─── Given data ───
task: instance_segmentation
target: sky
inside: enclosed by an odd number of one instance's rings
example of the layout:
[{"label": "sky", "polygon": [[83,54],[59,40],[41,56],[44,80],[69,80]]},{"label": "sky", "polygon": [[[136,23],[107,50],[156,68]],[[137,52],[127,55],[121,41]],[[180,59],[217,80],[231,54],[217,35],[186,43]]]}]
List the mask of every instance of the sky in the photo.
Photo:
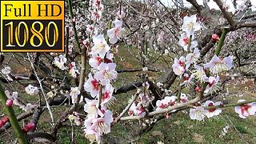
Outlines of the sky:
[{"label": "sky", "polygon": [[[166,6],[172,6],[173,2],[171,0],[161,0]],[[198,3],[199,5],[203,5],[202,3],[203,0],[197,0]],[[226,0],[226,3],[232,3],[231,0]],[[256,10],[256,0],[250,0],[254,8],[253,10]],[[183,3],[185,6],[191,6],[192,5],[186,2],[186,0],[183,0]],[[216,9],[216,10],[219,10],[218,6],[217,6],[217,4],[213,1],[213,0],[210,0],[210,2],[208,2],[208,6],[210,6],[210,9]]]}]

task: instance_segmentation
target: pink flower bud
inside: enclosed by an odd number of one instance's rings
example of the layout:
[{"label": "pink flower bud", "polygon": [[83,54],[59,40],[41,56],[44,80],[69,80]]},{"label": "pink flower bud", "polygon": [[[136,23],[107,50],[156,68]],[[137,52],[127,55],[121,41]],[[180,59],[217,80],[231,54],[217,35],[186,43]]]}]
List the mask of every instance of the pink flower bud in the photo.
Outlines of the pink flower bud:
[{"label": "pink flower bud", "polygon": [[202,88],[199,87],[199,86],[197,86],[197,87],[194,89],[194,90],[195,90],[196,92],[201,92]]},{"label": "pink flower bud", "polygon": [[30,122],[27,125],[26,125],[23,128],[22,128],[22,131],[24,133],[27,133],[28,131],[33,130],[34,128],[34,122]]},{"label": "pink flower bud", "polygon": [[214,42],[217,42],[217,41],[219,40],[219,37],[218,37],[218,34],[214,34],[211,36],[211,39],[212,39],[213,41],[214,41]]},{"label": "pink flower bud", "polygon": [[7,106],[8,107],[10,107],[10,106],[13,106],[14,101],[13,101],[12,99],[7,99],[6,104],[6,106]]}]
───
> [Your objective]
Print all of the records shown above exactly, leaving out each picture.

> [Written solution]
task: instance_segmentation
target: sky
inside: enclosed by an odd number of one instance's rings
example of the layout:
[{"label": "sky", "polygon": [[83,54],[59,40],[41,56],[44,80],[69,80]]},{"label": "sky", "polygon": [[[136,23],[107,50],[156,68]],[[137,52],[127,55],[121,41]],[[180,59],[217,80],[231,54],[217,35],[186,43]]]}]
List the mask of every instance of the sky in the photo.
Photo:
Outlines of the sky:
[{"label": "sky", "polygon": [[[166,6],[172,6],[173,2],[171,0],[161,0]],[[198,3],[199,5],[203,5],[202,3],[203,0],[197,0]],[[226,0],[226,3],[232,3],[231,0]],[[256,10],[256,0],[250,0],[254,8],[253,10]],[[183,3],[185,6],[191,6],[192,5],[186,2],[186,0],[183,0]],[[216,9],[216,10],[219,10],[218,6],[217,6],[217,4],[213,1],[213,0],[210,0],[210,2],[208,2],[208,6],[210,6],[210,9]]]}]

task: instance_segmentation
target: pink flower bud
inside: enclosed by an odd number of one instance's rings
example of the layout:
[{"label": "pink flower bud", "polygon": [[83,54],[59,40],[41,56],[44,80],[69,80]]},{"label": "pink flower bud", "polygon": [[[136,23],[107,50],[156,68]],[[137,52],[127,55],[121,41]],[[180,59],[217,80],[231,54],[217,35],[186,43]]]}]
List the mask of every instance of the pink flower bud in the photo.
Outlines of the pink flower bud:
[{"label": "pink flower bud", "polygon": [[202,88],[199,87],[199,86],[197,86],[197,87],[194,89],[194,90],[195,90],[196,92],[201,92]]},{"label": "pink flower bud", "polygon": [[30,122],[27,125],[26,125],[23,128],[22,128],[22,131],[24,133],[27,133],[28,131],[33,130],[34,128],[34,122]]},{"label": "pink flower bud", "polygon": [[214,42],[217,42],[217,41],[219,40],[219,37],[218,37],[218,34],[214,34],[211,36],[211,39],[212,39],[213,41],[214,41]]},{"label": "pink flower bud", "polygon": [[7,106],[8,107],[10,107],[10,106],[13,106],[14,101],[13,101],[12,99],[7,99],[6,104],[6,106]]}]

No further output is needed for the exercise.